### Goal
Pick up the review of Bob Dylan's album Shadows in the Night after its last sentence and keep writing it in the same voice.

### Selection
Blue Eyes: Bob Dylan, “Shadows in the Night”
First Impressions of Bob Dylan’s New Album
Swoony strings, the low scrape of a bow on a bass, and, most of all, a singer: his mouth opening; his breath as he inhales; his voice. That’s what you hear on Shadows in the Night, on every single track of these ten songs from Bob Dylan’s life and times.
As Dylan’s longtime concert intro used to proclaim at the end, Bob Dylan, like Frank Sinatra, is a celebrated Columbia recording artist. The songs on Shadows in the Night aren’t Sinatra covers, though. Dylan doesn’t sing the songs like Sinatra did. Who could? Wise men never try. Most, too, are songs more closely associated with artists other than Frank. The first track, “I’m A Fool To Want You,” is a song Sinatra co-wrote, but that was memorably sung by Billie Holiday. Dylan’s start is even like Billie’s: low, self-deprecating, helpless in the wanting.
Critics have complained about Dylan’s voice for decades, and, more recently, about not being able to hear it clearly or to make out the words he sings. This record puts an end to all the griping in a way Dylan’s last few studio albums haven’t done. The sound of Shadows in the Night is clear as water. Not only can you hear every word, every note that Dylan sings, but you can hear him draw breath before beginning to sing, and sighing out the end of a line. The instrumentals – even the infrequent horns, and soft, subtle drums – don’t ever drown him out. You’re as close as the microphone, making this record feel as intensely personal as, perhaps, it is to its maker.
Dylan sings these songs intimately, sometimes conversationally, with emotion and humor. Sometimes he has on his big-band crooner voice, like Rudy Vallée. Sometimes he’s pure supper-club, lounge-bar stylist. Sometimes he whispers, and sometimes he sings in exultation. Sometimes he turns the tune into a hymn. “Why Try To Change Me Now” feels like a theme song. Dylan swallows the end of the word “sentimental” in the first line, not quite willing to admit to it, though sentimental, surely, this whole record is. And no, no one’s going to change him. “Why can’t I be more conventional? / People talk, people stare, so I try,” he sings, and then, with an almost audible grin, he abjures the whole idea: “But that’s not for me.” The little sniff, and the intake of breath, during the instrumental as he prepares to start the last refrain put you right there in the studio, watching the man step back up to the mike.

### Data block
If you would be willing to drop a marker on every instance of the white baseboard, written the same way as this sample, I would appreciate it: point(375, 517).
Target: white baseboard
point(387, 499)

### Expected answer
“Some Enchanted Evening,” that ringing carpe diem epic in the voice of Ezio Pinza or Rossano Brazzi, takes on a plangent purity in Dylan’s simple rendition. He doesn’t skyrocket the “wise men never try” or “and make her you own” or “never let her go” –- he’s not an opera singer. The lines float off quietly and gently instead, enchanted indeed. You imagine an eight-year-old boy in Minnesota putting the original Broadway cast recording (a Columbia release) on the record player during the summer of 1949, and listening to this one until the grooves wore away.
The songs Dylan has chosen for Shadows In The Night are reflective and self-reflexive, haunting and vital at once. They’re also entirely human. We grope and we blunder, we’re weak and we’re wrong. What makes us strong? The very fact that we’re creatures of feeling. An old man singing of love and loss, of a life of traveling and hard work, is a leading character in so many ancient minstrel songs, ballads, blues, sacred-harp songs, and spirituals. In Dylan’s voice, it all becomes contemporary, and personal.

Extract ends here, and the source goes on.